Editeur : Albin Michel
Collection : Terres d’Amériques
Nombre
de pages : 339
Résumé : Short Creek, Arizona, 1974. Loretta, quinze
ans, vit au sein d’une communauté de mormons fondamentalistes et polygames. Le
jour, elle se plie à l’austérité des siens, la nuit, elle fait le mur et
retrouve son petit ami. Pour mettre un terme à ses escapades nocturnes, ses
parents la marient de force à Dean Harder, qui a trente ans de plus qu’elle,
une première femme et déjà sept enfants …
Un grand merci aux éditions Albin
Michel pour l’envoi de ce volume et à la plateforme Babelio pour avoir rendu ce
partenariat possible.
- Un petit extrait -
« Loretta se tourne et file vers la maison. Où veut-elle aller ? Lorsqu'elle pense à son avenir, elle imagine toutes sortes d'expériences et de libertés, s'achète toutes sortes de vêtements neufs, dévore des sucreries et du bœuf à longueur de journée, conduit une voiture rose et porte du rouge à lèvres Tussy. Mais où se trouve-t-il ? A quel endroit ? »
- Mon avis sur le livre -
Il semblerait que la plupart des lecteurs
aient été attirés par l’aspect « road-trip » de ce roman. Pour ma
part, c’est plutôt la consonance « religieuse » qui m’a poussée à
accepter la proposition de Babelio : le résumé promettait une véritable
immersion au cœur d’une communauté mormone intégriste et rigoriste, et je
voyais là un bon moyen pour en apprendre un peu plus sur ce mouvement
religieux, né du christianisme mais séparé de ce dernier. Mon objectif était
donc, en premier lieu, de mieux comprendre l’origine du schisme théologique
entre l’Église de Jésus-Christ des saints des derniers jours et le
catholicisme, mais également de mieux saisir les différentes « formes »
de ce courant religieux, car l’Eglise mormone est loin d’être unie et
uniforme : elle est elle-même divisée en plusieurs branches, plus ou moins
strictes et austères, et les divergences doctrinales elles-mêmes sont
nombreuses.

§ DONNÉES AFFICHÉES:
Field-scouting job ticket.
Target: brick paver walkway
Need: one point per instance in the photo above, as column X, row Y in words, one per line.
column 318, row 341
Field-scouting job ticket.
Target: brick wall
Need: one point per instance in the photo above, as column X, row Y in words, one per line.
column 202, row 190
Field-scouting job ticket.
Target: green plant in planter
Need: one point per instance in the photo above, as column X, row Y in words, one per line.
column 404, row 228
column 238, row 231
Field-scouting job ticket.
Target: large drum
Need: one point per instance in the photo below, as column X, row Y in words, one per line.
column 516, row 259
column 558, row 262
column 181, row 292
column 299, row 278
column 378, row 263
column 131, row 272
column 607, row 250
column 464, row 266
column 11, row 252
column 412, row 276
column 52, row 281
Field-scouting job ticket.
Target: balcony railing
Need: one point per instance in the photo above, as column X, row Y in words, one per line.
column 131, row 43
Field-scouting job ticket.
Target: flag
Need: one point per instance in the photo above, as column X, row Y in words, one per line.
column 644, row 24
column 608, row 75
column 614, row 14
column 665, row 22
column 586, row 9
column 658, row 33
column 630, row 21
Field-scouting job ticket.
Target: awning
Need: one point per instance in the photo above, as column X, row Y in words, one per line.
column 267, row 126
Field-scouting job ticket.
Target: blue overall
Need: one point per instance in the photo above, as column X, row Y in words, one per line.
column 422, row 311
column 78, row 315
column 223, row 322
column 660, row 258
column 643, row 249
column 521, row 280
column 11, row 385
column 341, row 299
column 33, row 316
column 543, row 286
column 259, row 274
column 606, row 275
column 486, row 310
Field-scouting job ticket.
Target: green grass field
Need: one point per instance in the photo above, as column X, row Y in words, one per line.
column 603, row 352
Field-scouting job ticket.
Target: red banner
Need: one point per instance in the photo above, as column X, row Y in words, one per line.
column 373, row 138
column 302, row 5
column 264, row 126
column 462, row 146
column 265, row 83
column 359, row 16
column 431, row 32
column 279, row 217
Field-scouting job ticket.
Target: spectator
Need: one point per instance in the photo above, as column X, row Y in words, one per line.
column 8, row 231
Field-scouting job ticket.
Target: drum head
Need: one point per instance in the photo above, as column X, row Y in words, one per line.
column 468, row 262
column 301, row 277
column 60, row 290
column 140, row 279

§ CONSIGNE 1: Pour chacune des affirmations suivantes, indiquez si l'extrait la confirme (oui ou non) et citez les mots décisifs de l'extrait : (a) Loretta a quinze ans en 1974 ; (b) Dean Harder a vingt ans de plus que Loretta ; (c) dans l'avis, c'est l'aspect « road-trip » qui a motivé l'acceptation de la proposition de Babelio.
§ CONSIGNE 2: Reformulez sous forme de liste le paragraphe de l'extrait qui commence par « Il semblerait que la plupart des lecteurs », en conservant ses faits principaux.
Les lignes proviennent d'une source distincte.

§ RÉPONSE RÉDIGÉE 1:
(a) Oui : « Short Creek, Arizona, 1974. Loretta, quinze ans ».
(b) Non : « qui a trente ans de plus qu’elle ».
(c) Non : « c’est plutôt la consonance « religieuse » qui m’a poussée à accepter la proposition de Babelio ».

§ RÉPONSE RÉDIGÉE 2:
- La plupart des lecteurs semblent avoir été attirés par l'aspect « road-trip » du roman.
- Dans cet avis, c'est plutôt la dimension religieuse qui a motivé l'acceptation de la proposition de Babelio.
- Le résumé promettait une immersion au cœur d'une communauté mormone intégriste et rigoriste.
- Le mormonisme y est présenté comme un mouvement religieux né du christianisme, mais séparé de celui-ci.
- Premier objectif : comprendre l'origine du schisme théologique entre l'Église de Jésus-Christ des saints des derniers jours et le catholicisme.
- Second objectif : mieux saisir les différentes « formes » de ce courant.
- L'Église mormone n'est ni unie ni uniforme : elle se divise en plusieurs branches plus ou moins strictes et austères, et ses divergences doctrinales sont nombreuses.